-- Page extract follows --

Hope for burned victims

Feb 4, 2008 09:17 GMT  ·  By

Wrinkles can be history. At least in the case of burned victims that received skin grafts. A new gel could impede the painful and disfiguring contractions of skin grafts.

Irreparably burned skin can be replaced by grafts taken from other areas of the patient's body or made by tissue engineering. In most cases, the grafts heal successfully, but in about 30 % of the cases the skin wrinkles significantly and, besides the pain, this is disabling and very common amongst children.

A team from the University of Sheffield has presented at the Royal Society of Chemistry's Biomaterials conference in Manchester, UK, an enzyme-inhibiting drug which reduces by 50 % this contraction. The drug appears like a biocompatible polymer gel which can be smeared onto the graft.

"Currently the only accepted treatment for graft contraction is to have the patient wear pressure garments - extremely tight clothing that pushes down on the dermis to prevent it forming bumps of contracted tissue," lead researcher Sheila MacNeil told Chemistry World.

The team discovered that an enzyme named lysyl oxidase is a main factor in provoking the graft contraction, as it ties together collagen fibres in the derm (the profound layer of the skin). The researchers developed the drug based on a chemical named 3-aminopropionitrile which inhibits the lysyl oxidase. This molecule was combined with a biocompatible polymer gel developed by Sheffield chemist Steve Armes.

"The control grafts contract to about 60 % of their original size, but [when the drug is applied] they only contract down to 80 %. Our polymer gel is well tolerated by the skin and releases the drug in a controlled manner over about 48 hours," co-author Karima Bertal told Chemistry World.

"The team has now started testing the drug-gel combination itself on human skin samples, and early results looks promising. If they're successful, we would like to move into the clinic," said MacNeil.

-- Page extract concluded --

#### Exercise brief:
Rewrite the burn-graft article between "The team discovered" and "chemist Steve Armes.", inclusive, changing "lysyl oxidase" to "LOX".

-- Excerpted data follows --

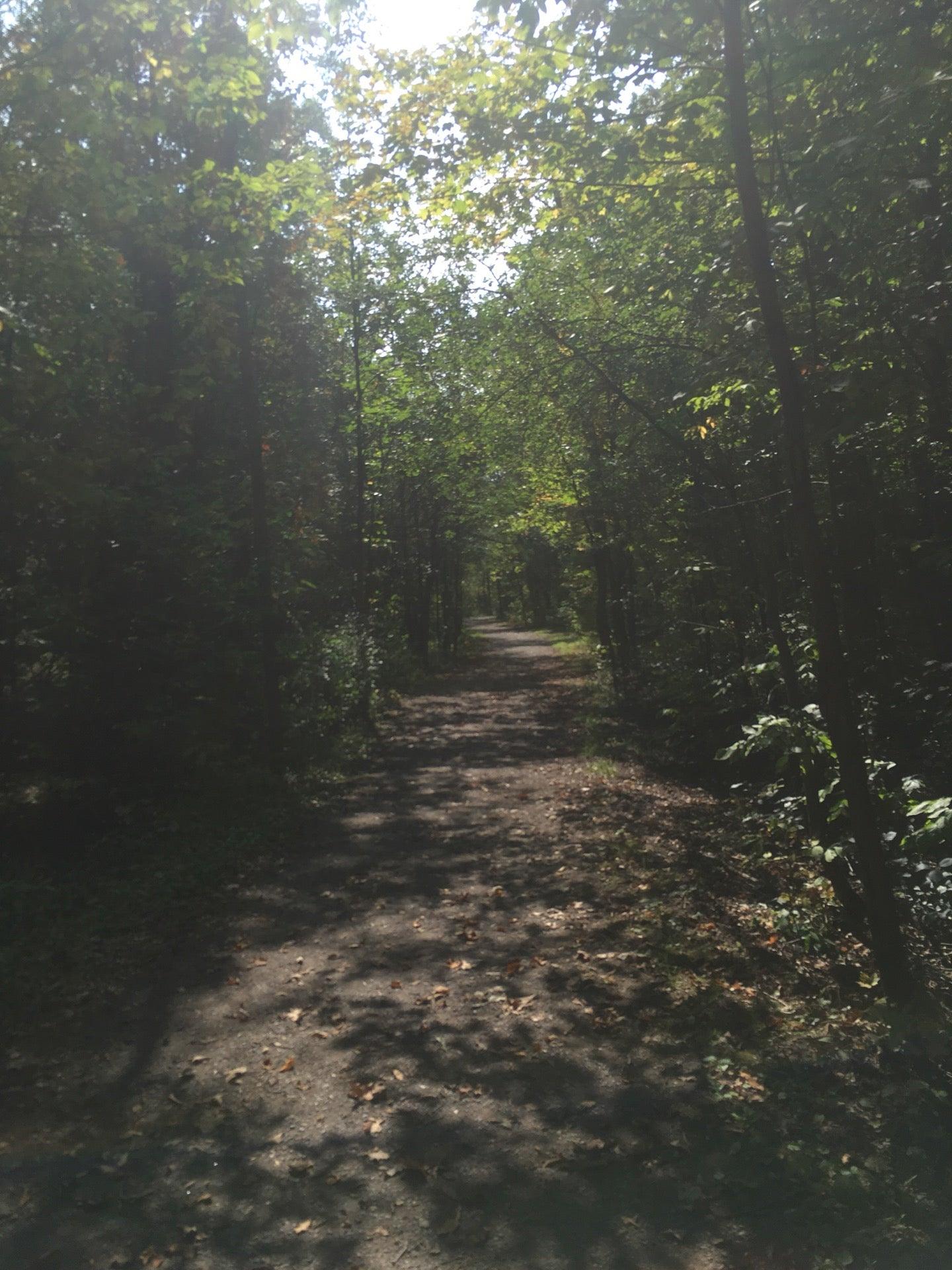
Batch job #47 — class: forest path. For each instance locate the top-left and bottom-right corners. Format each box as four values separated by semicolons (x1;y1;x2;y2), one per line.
0;620;939;1270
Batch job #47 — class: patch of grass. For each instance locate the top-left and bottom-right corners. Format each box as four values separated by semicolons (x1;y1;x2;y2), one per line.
538;630;596;668
588;754;618;780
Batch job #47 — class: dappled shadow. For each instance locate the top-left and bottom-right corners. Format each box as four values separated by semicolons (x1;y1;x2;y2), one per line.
0;621;948;1270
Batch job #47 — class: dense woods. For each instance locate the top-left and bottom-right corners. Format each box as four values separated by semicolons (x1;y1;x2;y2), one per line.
0;0;952;1270
0;0;952;999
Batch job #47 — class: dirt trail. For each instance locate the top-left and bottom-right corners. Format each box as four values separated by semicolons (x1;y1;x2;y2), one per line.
0;621;939;1270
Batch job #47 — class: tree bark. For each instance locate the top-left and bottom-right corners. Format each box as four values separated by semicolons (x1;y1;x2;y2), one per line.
237;284;283;771
723;0;915;1002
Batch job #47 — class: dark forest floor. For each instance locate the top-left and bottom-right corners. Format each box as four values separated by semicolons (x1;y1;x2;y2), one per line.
0;621;952;1270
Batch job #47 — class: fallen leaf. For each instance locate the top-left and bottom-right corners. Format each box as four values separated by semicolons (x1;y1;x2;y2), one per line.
346;1081;387;1103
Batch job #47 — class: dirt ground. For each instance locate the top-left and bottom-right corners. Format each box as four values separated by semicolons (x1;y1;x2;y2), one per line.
0;621;947;1270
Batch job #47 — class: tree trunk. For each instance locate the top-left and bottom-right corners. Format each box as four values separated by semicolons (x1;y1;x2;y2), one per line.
723;0;915;1001
237;284;282;771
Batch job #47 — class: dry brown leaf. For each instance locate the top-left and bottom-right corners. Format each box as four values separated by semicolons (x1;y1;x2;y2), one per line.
346;1081;387;1103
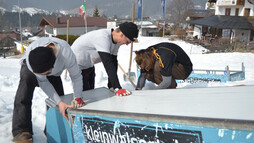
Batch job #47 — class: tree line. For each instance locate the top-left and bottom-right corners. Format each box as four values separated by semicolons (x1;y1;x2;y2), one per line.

-- Excerpted data concluded --

#### Answer box:
The team discovered that an enzyme named LOX is a main factor in provoking the graft contraction, as it ties together collagen fibres in the derm (the profound layer of the skin). The researchers developed the drug based on a chemical named 3-aminopropionitrile which inhibits the LOX. This molecule was combined with a biocompatible polymer gel developed by Sheffield chemist Steve Armes.